# REQUIREMENTS:
- 1) In the note on grouping asynchronous tests below, why does the writer prefer an option like "async: :group_name" over saying "don't run alongside those files"? Answer in one to three sentences.
- 2) Continue the note on grouping asynchronous tests, starting right after its final sentence.

# SELECTED EXTRACT:
※ ※ ※

I believe the constraints have not changed on our side. Explicitly saying
"don't run alongside those files" feels a brittle way of declaring the
dependencies between tests. Something like "async: :group_name" would work
better, and that would say "it runs asynchronously but only one within said
group name". So overall we have:

  * if true, runs the tests asynchronously with other modules
  * if false, runs the tests synchronously with other modules
  * if an atom, runs the tests synchronously with modules in the same group
(atom) and asynchronously with the remaining ones

The big question is: would we want the opposite? If an atom, runs the tests
asynchronously with modules in the same group and synchronously with the
remaining ones? And I would say that sounds doable too. So the next
challenge is coming up with a descriptive enough API that supports these
scenarios.

One option could be: "async: true | false | {:async_within, :group} |
{:async_outside, :group}", but I am not pleased about the async
async_within and async_outside names. We don't need to support all cases
upfront either, but we should consider the API.

※ ※ ※

# SUPPLIED DATA:

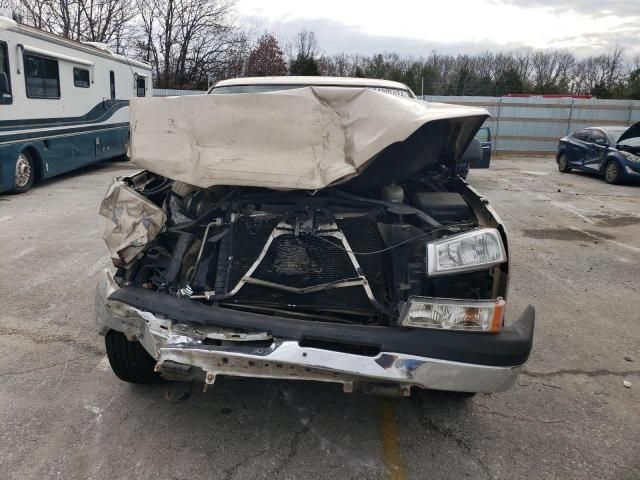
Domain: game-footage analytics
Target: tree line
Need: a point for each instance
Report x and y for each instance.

※ ※ ※

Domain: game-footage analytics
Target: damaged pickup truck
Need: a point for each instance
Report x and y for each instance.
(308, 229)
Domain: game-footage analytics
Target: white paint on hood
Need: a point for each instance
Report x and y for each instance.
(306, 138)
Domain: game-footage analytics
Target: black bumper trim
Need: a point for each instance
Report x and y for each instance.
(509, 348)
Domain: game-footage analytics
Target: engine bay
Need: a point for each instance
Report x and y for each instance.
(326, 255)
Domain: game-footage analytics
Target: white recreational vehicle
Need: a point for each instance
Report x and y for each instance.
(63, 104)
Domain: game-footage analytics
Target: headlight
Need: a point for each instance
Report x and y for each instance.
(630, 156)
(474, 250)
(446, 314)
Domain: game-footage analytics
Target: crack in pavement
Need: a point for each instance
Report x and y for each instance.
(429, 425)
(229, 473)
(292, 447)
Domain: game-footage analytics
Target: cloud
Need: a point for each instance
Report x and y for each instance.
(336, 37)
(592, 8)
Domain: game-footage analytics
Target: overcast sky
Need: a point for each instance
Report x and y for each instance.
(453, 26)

※ ※ ※

# SET OF ANSWERS:
- 1) The writer finds that explicitly saying "don't run alongside those files" is a brittle way to declare dependencies between tests. An option like "async: :group_name" would work better because it states that a module runs asynchronously, but only one module within that group runs at a time.

- 2)
On Wed, Jan 5, 2022 at 10:36 AM Paul Dann <pdgid...@gmail.com> wrote:

> On Tue, 30 Nov 2021 at 12:27, Paul Dann <pdgid...@gmail.com> wrote:
>
>> On Fri, 26 Nov 2021 at 20:22, José Valim <jose.va...@dashbit.co> wrote:
>>
>>>
>>> To be clear, I understand and agree with the problem, but I don't agree
>>> with the solution because it is not ultimately solving the problem at hand.
>>> For example, speaking about Ecto, you could also use Mox, which also has an
>>> ownership-like mechanism, similar to Ecto's. You could define a behaviour,
>>> provide a default value for said behaviour, and then mock it in specific
>>> tests. This means your tests can run concurrently all the time. However,
>>> that sounds like overengineering for something as simple as reading the
>>> application environment. In any case, I hope it provides another frame of
>>> reference.
>>>
>>
>> Quite right - I do in fact rely on fakes quite extensively to support
>> tests, but many of the tests I'm considering are intended to test database
>> queries, so I can't really fake them out. I honestly haven't yet looked in
>> detail at Mox, so if it has some kind of checkout mechanism that could act
>> as a semaphore, I suppose that could be a possible path to a solution
>> (maybe a bit heavy), but as I said I'm not really looking to mock the
>> global state, just serialise tests in groups according to the global
>> resources they touch.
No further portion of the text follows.